### Given records

--- START ---

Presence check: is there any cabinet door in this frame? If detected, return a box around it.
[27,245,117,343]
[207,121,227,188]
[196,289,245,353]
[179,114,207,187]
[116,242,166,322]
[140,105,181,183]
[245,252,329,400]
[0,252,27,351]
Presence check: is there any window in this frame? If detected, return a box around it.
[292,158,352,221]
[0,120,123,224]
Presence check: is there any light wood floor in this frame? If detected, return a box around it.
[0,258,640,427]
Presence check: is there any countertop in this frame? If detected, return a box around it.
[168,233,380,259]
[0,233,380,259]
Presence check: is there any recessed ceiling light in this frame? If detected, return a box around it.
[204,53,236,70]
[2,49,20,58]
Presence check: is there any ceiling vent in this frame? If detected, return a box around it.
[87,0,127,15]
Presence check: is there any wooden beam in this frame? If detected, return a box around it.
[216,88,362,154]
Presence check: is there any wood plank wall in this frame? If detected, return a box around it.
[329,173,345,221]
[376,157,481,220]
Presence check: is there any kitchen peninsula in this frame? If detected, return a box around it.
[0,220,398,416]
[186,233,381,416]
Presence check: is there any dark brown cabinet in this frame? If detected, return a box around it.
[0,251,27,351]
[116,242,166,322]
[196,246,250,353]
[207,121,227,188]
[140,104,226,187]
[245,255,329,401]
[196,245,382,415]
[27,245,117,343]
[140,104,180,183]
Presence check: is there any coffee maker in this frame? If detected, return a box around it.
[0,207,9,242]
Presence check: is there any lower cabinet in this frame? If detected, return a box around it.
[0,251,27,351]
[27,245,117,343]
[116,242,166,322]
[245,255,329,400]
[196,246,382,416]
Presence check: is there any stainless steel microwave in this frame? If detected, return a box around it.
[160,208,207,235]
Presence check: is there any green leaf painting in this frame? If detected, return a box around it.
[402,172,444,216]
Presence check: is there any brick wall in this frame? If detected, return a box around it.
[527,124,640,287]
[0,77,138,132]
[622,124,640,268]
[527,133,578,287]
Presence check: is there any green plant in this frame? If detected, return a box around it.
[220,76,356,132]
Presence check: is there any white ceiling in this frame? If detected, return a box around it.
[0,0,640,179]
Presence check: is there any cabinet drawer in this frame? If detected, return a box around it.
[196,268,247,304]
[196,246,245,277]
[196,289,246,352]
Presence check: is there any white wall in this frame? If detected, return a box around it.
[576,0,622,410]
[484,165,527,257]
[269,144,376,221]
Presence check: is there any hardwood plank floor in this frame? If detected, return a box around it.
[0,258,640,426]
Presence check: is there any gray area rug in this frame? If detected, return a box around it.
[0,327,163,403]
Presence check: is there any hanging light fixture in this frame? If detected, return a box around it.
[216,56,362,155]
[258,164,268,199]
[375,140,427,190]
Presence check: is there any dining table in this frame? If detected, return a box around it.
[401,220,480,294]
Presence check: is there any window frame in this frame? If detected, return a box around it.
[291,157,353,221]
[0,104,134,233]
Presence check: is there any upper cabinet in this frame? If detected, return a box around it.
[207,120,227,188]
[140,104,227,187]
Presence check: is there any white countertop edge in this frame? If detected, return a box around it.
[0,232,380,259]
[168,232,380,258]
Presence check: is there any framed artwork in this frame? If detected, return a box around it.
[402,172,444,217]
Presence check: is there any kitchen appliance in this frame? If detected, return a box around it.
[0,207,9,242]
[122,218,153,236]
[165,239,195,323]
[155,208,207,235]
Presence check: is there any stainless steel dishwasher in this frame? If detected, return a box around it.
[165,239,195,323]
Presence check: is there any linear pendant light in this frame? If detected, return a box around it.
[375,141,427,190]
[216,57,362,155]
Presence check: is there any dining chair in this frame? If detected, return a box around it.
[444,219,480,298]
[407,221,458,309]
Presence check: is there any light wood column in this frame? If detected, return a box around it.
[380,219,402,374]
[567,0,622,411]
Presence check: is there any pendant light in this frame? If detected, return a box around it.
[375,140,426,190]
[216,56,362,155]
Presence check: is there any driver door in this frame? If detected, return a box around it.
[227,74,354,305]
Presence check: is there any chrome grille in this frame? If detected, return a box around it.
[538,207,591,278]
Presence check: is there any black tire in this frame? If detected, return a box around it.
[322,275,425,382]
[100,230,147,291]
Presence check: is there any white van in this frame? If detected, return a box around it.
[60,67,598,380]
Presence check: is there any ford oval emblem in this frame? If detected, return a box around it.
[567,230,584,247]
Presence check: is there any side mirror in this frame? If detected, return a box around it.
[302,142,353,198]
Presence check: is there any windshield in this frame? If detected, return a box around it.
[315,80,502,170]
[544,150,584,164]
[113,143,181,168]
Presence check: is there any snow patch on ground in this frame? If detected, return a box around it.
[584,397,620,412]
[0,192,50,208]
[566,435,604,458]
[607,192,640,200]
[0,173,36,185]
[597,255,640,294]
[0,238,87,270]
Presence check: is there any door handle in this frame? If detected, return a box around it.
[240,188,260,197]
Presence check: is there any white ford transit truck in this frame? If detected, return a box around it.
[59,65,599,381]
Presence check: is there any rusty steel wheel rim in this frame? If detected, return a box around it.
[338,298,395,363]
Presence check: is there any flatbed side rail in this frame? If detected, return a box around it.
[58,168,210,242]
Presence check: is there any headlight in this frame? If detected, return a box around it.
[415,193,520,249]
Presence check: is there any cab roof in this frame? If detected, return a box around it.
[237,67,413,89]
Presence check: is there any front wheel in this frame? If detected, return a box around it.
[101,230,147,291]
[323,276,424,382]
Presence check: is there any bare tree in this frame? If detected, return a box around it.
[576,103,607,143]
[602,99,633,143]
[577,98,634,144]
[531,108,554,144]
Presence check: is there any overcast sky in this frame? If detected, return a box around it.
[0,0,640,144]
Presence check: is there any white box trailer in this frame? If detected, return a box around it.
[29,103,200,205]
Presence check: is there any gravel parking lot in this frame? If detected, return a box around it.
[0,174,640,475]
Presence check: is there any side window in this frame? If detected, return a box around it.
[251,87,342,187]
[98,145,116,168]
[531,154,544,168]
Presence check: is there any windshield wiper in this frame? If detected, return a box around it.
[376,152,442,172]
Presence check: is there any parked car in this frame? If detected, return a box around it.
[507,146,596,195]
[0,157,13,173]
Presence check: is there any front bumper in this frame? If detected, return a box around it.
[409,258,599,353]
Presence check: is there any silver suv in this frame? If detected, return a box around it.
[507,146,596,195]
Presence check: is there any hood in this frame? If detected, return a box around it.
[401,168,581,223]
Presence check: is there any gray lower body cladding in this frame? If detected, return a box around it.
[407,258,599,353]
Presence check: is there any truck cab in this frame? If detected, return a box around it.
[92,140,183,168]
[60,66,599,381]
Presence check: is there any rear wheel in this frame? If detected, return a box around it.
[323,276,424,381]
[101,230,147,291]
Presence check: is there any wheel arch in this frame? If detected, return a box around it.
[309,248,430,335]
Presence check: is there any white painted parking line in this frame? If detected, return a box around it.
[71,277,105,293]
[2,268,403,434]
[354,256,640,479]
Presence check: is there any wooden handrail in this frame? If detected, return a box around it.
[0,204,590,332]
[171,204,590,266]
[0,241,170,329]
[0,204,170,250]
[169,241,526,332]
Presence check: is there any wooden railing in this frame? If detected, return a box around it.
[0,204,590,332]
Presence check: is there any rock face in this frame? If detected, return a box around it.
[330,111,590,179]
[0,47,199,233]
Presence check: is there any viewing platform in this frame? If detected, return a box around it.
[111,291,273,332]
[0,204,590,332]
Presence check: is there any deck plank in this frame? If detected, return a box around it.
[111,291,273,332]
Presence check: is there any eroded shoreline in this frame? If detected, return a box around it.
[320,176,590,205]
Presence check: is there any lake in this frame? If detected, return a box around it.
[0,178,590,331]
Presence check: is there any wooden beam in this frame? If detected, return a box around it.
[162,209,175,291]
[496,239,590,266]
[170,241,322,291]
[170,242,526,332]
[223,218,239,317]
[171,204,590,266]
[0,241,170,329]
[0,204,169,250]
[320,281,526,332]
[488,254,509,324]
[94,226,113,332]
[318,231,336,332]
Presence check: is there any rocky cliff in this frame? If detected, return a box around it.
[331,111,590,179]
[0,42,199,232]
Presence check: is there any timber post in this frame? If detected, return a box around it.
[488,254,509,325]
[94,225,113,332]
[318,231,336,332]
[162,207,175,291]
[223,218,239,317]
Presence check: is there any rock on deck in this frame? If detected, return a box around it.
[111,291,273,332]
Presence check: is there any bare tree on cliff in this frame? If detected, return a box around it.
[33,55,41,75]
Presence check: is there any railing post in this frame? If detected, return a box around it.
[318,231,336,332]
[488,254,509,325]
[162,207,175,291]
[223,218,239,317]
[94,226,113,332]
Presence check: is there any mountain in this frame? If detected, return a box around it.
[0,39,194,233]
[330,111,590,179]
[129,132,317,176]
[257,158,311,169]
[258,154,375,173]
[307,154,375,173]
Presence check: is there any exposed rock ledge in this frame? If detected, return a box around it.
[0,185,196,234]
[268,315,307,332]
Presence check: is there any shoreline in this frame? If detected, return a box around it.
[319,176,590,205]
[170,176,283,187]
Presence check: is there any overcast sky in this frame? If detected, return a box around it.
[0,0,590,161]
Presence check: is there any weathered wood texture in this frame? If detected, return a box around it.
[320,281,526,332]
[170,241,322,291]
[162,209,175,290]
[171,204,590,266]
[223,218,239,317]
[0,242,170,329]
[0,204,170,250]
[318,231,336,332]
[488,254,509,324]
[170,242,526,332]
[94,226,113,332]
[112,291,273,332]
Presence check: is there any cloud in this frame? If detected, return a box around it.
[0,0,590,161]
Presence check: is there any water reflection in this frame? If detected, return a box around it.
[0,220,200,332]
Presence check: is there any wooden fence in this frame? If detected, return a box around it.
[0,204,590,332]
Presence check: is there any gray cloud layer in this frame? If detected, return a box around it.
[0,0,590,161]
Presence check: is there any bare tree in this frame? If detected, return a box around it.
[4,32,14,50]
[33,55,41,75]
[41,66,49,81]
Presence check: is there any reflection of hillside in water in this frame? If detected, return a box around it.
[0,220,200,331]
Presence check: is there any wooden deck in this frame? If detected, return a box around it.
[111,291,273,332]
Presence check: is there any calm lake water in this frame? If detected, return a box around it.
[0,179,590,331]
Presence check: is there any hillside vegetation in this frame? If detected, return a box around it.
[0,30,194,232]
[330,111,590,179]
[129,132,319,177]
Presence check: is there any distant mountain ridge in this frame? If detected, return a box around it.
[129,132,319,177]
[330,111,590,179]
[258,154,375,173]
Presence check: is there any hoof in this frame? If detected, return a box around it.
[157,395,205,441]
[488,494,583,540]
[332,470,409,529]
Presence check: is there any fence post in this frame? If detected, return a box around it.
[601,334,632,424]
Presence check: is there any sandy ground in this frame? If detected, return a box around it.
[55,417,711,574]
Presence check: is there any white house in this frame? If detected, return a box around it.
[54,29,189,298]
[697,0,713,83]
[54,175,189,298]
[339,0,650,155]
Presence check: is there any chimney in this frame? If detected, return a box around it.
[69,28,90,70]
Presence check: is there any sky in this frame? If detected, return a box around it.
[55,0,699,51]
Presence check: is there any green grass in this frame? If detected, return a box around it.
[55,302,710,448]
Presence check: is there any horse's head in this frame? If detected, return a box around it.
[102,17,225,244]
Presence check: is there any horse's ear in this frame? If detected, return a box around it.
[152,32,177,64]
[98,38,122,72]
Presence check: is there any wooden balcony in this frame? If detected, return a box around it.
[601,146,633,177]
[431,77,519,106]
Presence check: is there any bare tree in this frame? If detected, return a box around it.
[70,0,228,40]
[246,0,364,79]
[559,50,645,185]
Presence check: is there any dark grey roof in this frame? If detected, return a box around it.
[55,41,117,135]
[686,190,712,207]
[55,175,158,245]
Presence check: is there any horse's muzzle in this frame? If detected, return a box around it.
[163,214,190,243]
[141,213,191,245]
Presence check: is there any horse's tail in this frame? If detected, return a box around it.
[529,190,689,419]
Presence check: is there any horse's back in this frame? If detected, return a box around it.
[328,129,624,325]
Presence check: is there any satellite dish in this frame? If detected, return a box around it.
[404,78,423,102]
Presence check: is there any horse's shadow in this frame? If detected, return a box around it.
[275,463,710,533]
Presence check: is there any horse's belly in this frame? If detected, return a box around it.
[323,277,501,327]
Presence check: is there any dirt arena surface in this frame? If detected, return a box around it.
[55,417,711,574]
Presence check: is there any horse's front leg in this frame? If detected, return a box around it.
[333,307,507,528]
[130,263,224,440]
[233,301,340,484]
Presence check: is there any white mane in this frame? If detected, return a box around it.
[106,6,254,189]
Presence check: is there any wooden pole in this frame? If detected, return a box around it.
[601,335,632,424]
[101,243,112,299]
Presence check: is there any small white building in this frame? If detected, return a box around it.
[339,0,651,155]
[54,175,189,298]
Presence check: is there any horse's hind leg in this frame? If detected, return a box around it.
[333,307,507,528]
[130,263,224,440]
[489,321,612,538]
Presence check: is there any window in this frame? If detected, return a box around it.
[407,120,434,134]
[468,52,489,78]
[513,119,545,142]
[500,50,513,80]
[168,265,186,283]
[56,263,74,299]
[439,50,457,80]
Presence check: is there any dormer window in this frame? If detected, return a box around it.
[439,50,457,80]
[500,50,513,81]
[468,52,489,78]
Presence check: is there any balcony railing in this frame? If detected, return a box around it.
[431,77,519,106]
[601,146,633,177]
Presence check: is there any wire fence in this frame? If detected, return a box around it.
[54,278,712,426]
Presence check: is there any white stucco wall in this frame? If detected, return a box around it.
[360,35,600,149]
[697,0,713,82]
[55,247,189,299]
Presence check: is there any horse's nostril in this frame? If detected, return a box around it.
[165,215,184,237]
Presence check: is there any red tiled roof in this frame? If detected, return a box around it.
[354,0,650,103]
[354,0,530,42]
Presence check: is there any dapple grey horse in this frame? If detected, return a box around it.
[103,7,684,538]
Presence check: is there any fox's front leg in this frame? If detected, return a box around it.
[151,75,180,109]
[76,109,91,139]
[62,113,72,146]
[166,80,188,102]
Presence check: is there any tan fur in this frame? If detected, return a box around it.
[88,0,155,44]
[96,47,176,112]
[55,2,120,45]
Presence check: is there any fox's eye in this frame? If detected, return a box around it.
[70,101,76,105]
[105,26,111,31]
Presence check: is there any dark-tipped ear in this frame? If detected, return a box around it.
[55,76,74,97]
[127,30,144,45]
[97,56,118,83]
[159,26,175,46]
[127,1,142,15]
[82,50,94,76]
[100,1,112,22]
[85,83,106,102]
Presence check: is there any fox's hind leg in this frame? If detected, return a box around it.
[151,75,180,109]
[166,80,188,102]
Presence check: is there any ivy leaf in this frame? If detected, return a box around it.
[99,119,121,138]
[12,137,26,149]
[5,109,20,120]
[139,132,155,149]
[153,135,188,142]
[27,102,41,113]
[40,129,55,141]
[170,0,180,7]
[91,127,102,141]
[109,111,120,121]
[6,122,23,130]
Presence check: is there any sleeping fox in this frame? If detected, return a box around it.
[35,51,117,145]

--- END ---

### Written problem
Copy out, character for character, the lines between the one holding "Presence check: is there any dormer" and the one holding "[165,215,184,237]", inclusive.

### Solved exercise
Presence check: is there any dormer window in this frame? If detected, return a box around it.
[439,50,457,80]
[500,50,513,81]
[468,52,489,78]
Presence check: is there any balcony railing in this frame? If detected, return a box around it.
[431,77,519,106]
[601,146,633,177]
Presence check: is there any wire fence in this frame? If detected, return a box around it.
[54,278,712,426]
Presence check: is there any white stucco wall in this frame? If detected, return a box around it.
[360,35,600,149]
[697,0,713,82]
[55,247,189,299]
Presence check: is there any horse's nostril in this frame? If detected, return a box around it.
[165,215,184,237]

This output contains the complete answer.